→ **PROBLEM STATEMENT**
From the first line to the last, print the data exactly as it appears.

◆ ◆ ◆ ◆ ◆ ◆ ◆

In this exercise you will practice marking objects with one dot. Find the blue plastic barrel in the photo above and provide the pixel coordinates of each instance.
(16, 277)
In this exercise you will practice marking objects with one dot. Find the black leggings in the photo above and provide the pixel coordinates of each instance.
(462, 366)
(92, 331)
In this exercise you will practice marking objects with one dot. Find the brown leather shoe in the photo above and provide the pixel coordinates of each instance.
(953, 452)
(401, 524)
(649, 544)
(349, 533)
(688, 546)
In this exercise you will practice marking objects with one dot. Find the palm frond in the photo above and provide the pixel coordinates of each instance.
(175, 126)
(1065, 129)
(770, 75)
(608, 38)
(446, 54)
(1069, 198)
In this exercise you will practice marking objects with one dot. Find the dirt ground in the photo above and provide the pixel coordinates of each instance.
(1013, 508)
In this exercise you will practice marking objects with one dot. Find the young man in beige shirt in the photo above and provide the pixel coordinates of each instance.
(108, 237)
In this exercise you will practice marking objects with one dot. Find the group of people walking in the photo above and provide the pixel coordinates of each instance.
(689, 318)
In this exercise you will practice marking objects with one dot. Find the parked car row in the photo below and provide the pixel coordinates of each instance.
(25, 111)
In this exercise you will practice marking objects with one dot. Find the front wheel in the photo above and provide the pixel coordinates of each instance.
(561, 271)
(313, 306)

◆ ◆ ◆ ◆ ◆ ◆ ◆

→ **WRITTEN SOLUTION**
In this exercise you will practice marking objects with one dot. Find the blue plastic barrel in the photo above and provide the pixel coordinates of each instance.
(16, 277)
In this exercise you will practice marking objects with one dot. Find the black leggings in the photo above and provide the pixel coordinates of each instance.
(462, 366)
(92, 331)
In this exercise you will practice marking objects with one dot. Find the brown leather shoe in the photo above and provide the pixel coordinates of each instance.
(953, 452)
(401, 524)
(649, 544)
(349, 533)
(688, 546)
In this exercise you will practice marking objects with one dot. Find the palm frond in the photo above and provide the pixel coordinates of each instance.
(175, 126)
(1065, 129)
(770, 75)
(608, 38)
(446, 54)
(1069, 198)
In this exercise you will practice marking objects with one dot. Find the dirt ground in the photo above and provide the pixel coordinates of each instance.
(1013, 508)
In this exercise you will practice marking objects with one dot. Find the young man in beige shirt in the photo above and provide the pixel coordinates of each instance.
(108, 237)
In this exercise you will practice marking objects with one dot. Find the group of people walking in the photo above and provide the pixel coordinates of each instance.
(689, 318)
In this exercise you will practice marking objects with one dot. Find the parked car row in the photo below and provide the pixel coordinates of each instance.
(25, 111)
In this exercise you will practice marking objects with one dot. Find the front wheel in the photo above and provide the pixel coordinates of each instance.
(561, 271)
(313, 306)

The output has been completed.